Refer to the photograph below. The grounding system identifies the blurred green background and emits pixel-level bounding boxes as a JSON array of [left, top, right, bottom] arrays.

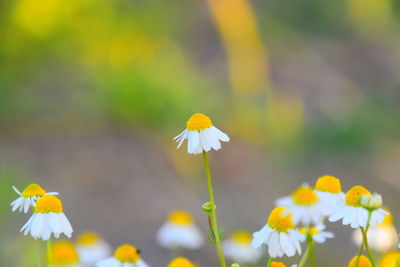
[[0, 0, 400, 267]]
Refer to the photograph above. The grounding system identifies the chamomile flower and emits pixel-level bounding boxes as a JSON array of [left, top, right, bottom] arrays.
[[315, 175, 345, 216], [10, 184, 58, 213], [20, 195, 73, 240], [174, 113, 229, 154], [299, 224, 335, 244], [167, 257, 196, 267], [157, 210, 204, 249], [353, 209, 399, 253], [251, 207, 301, 258], [96, 244, 149, 267], [275, 185, 323, 225], [329, 185, 387, 228], [379, 251, 400, 267], [347, 255, 372, 267], [222, 230, 263, 263], [76, 232, 111, 265], [47, 240, 83, 267]]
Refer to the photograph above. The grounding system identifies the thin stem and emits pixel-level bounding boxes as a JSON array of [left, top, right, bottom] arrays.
[[203, 150, 226, 267], [47, 237, 51, 265], [299, 245, 311, 267], [267, 257, 274, 267]]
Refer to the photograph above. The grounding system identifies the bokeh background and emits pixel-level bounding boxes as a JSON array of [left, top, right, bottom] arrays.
[[0, 0, 400, 267]]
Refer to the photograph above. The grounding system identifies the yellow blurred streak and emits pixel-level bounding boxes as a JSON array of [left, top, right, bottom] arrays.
[[13, 0, 68, 37], [348, 0, 392, 36], [207, 0, 269, 94]]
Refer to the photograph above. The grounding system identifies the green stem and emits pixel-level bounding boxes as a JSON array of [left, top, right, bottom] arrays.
[[47, 237, 51, 265], [299, 245, 311, 267], [267, 257, 274, 267], [203, 150, 226, 267]]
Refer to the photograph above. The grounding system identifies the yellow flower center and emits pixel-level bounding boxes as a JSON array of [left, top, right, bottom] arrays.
[[346, 185, 371, 207], [22, 184, 46, 197], [271, 261, 286, 267], [347, 255, 372, 267], [379, 251, 400, 267], [292, 186, 318, 206], [315, 175, 342, 194], [50, 241, 79, 265], [35, 195, 62, 213], [168, 210, 193, 225], [114, 244, 140, 263], [231, 231, 253, 245], [267, 207, 294, 232], [186, 113, 212, 131], [168, 257, 195, 267], [300, 226, 319, 235], [77, 232, 101, 246]]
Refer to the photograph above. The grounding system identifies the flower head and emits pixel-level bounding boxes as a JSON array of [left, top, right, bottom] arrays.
[[96, 244, 149, 267], [174, 113, 229, 154], [76, 232, 111, 265], [157, 210, 204, 249], [315, 175, 345, 216], [168, 257, 195, 267], [329, 185, 387, 228], [48, 240, 81, 267], [276, 185, 323, 225], [21, 195, 73, 240], [10, 184, 58, 213], [222, 230, 262, 263], [251, 207, 301, 258], [347, 255, 372, 267]]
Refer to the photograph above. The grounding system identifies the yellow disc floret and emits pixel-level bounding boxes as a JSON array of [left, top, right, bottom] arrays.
[[231, 230, 253, 245], [292, 186, 318, 206], [347, 255, 372, 267], [267, 207, 295, 232], [379, 251, 400, 267], [186, 113, 212, 131], [168, 210, 193, 225], [315, 175, 342, 194], [114, 244, 140, 263], [346, 185, 371, 207], [168, 257, 195, 267], [271, 261, 286, 267], [77, 232, 101, 246], [22, 184, 46, 197], [35, 195, 62, 213], [50, 241, 79, 265]]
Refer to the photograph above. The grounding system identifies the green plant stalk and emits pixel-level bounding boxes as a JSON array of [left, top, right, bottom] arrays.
[[47, 237, 51, 265], [203, 150, 226, 267], [267, 257, 274, 267]]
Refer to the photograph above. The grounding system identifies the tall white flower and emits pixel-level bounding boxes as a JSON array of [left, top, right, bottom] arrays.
[[10, 184, 58, 213], [21, 195, 73, 240], [174, 113, 229, 154], [251, 207, 301, 258]]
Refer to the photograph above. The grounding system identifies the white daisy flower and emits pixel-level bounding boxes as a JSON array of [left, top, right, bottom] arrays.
[[251, 207, 301, 258], [315, 175, 345, 216], [329, 185, 387, 228], [47, 240, 83, 267], [352, 209, 399, 253], [20, 195, 73, 240], [167, 257, 196, 267], [10, 184, 58, 213], [299, 224, 335, 244], [95, 244, 149, 267], [222, 230, 263, 263], [76, 232, 112, 265], [275, 185, 324, 225], [157, 210, 204, 249], [174, 113, 229, 154]]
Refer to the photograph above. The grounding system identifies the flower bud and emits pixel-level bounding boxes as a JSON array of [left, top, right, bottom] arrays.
[[359, 193, 382, 210]]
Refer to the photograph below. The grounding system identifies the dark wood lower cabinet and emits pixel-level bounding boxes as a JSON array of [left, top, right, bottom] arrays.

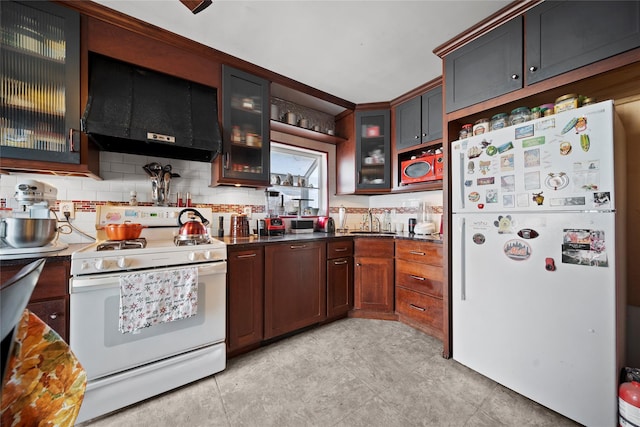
========
Request » Copy out all of the data above with "photograph" changed to "image" at every occurrence and nothing else altered. Omit the pictures.

Task answer »
Refer to the image below. The grounding system identifies the blurred green background and emits pixel-level bounding boxes as a JSON array of [left, top, right, bottom] arrays.

[[0, 0, 400, 267]]
Refer to the image above. The grounding system identifies the chamomile flower and emits pixel-level bounding boxes as a JSON array of [left, top, right, bottom] arrays.
[[315, 175, 345, 216], [10, 184, 58, 213], [20, 195, 73, 240], [174, 113, 229, 154], [299, 224, 335, 244], [167, 257, 196, 267], [157, 210, 204, 249], [353, 209, 399, 253], [251, 207, 301, 258], [96, 244, 149, 267], [275, 185, 323, 225], [329, 185, 387, 228], [379, 251, 400, 267], [347, 255, 372, 267], [222, 230, 263, 263], [76, 232, 111, 265], [47, 240, 83, 267]]
Refer to the image above. The grounding system identifies the thin stem and emits pixel-level bounding boxes as a JSON array of [left, top, right, bottom] arrays.
[[203, 150, 226, 267], [47, 237, 51, 265], [299, 245, 311, 267], [267, 257, 274, 267]]
Refer to the image above. The grounding system identifies the bokeh background and emits pixel-level bounding boxes as a JSON array of [left, top, right, bottom] arrays.
[[0, 0, 400, 267]]
Refer to the image above. The grounding system identifies the yellow blurred streak and emits pixel-level bounding boxes as a JSON array of [left, top, right, bottom] arrays.
[[13, 0, 68, 37], [348, 0, 392, 36], [207, 0, 269, 94]]
Refer to the image above. The grounding system identifies the green stem and emits pixel-level bounding boxes as a JSON array of [left, top, right, bottom] arrays.
[[47, 237, 51, 265], [299, 245, 311, 267], [267, 257, 274, 267], [203, 150, 226, 267]]
Refer to the image above. The grounding system identifies the yellow flower center and emits pixel-level bounding boxes as a JSON array of [left, top, right, bottom] arrays.
[[346, 185, 371, 207], [22, 184, 46, 197], [271, 261, 286, 267], [347, 255, 372, 267], [379, 251, 400, 267], [292, 186, 318, 206], [315, 175, 342, 194], [50, 241, 79, 265], [35, 195, 62, 213], [168, 210, 193, 225], [114, 244, 140, 263], [231, 231, 253, 245], [267, 207, 294, 232], [186, 113, 212, 131], [168, 257, 195, 267], [300, 226, 319, 235], [77, 232, 101, 246]]
Refer to the image above. The grounding system identifies the flower head and emits pixel-level bounding boxes as a JSON array of [left, top, right, bottom] arrays.
[[96, 244, 149, 267], [174, 113, 229, 154], [76, 232, 111, 265], [157, 210, 204, 249], [315, 175, 345, 216], [168, 257, 195, 267], [329, 185, 387, 228], [48, 240, 81, 267], [276, 185, 323, 225], [21, 195, 73, 240], [10, 184, 58, 213], [222, 230, 262, 263], [251, 207, 301, 258], [347, 255, 372, 267]]
Refer to the image above. The grounding system identifies the yellow disc floret and emits pixel-level bounding boxes as a JSON array of [left, top, right, bottom] arrays.
[[231, 230, 253, 245], [292, 186, 318, 206], [347, 255, 372, 267], [267, 207, 295, 232], [379, 251, 400, 267], [186, 113, 212, 131], [168, 210, 193, 225], [315, 175, 342, 194], [114, 244, 140, 263], [346, 185, 371, 207], [168, 257, 195, 267], [271, 261, 286, 267], [77, 232, 101, 246], [22, 184, 46, 197], [35, 195, 62, 213], [50, 241, 79, 265]]
Refer to the image above. The grounding system identifies the green plant stalk and emits pixel-level bounding boxes as a JSON array of [left, top, right, bottom] arrays.
[[47, 237, 51, 265], [203, 150, 226, 267], [267, 257, 274, 267]]
Refer to the image above. The grounding system identifies the tall white flower and emits pixel-level bounding boxes as a JSON array of [left, top, right, bottom] arrays.
[[10, 184, 58, 213], [21, 195, 73, 240], [174, 113, 229, 154], [251, 207, 301, 258]]
Refer to the image above. The grounding system identifies the white daisy flower and emits pixel-level bounding boxes as a JSON array of [left, top, right, bottom] arrays.
[[251, 207, 301, 258], [315, 175, 345, 216], [329, 185, 387, 228], [47, 240, 83, 267], [352, 209, 399, 253], [20, 195, 73, 240], [167, 257, 196, 267], [10, 184, 58, 213], [299, 224, 335, 244], [95, 244, 149, 267], [222, 230, 263, 263], [76, 232, 112, 265], [275, 185, 324, 225], [157, 210, 204, 249], [174, 113, 229, 154]]
Refer to the image above. The grounding system identifies the flower bud and emits pixel-level bounding boxes as a JSON array of [left, top, right, bottom] arrays.
[[359, 193, 382, 210]]
Refer to the image below. The grounding system identifies the dark wood lower cabinet and emits pixel-level bounding boxes as a JSON array of [left, top, right, bottom] arrays.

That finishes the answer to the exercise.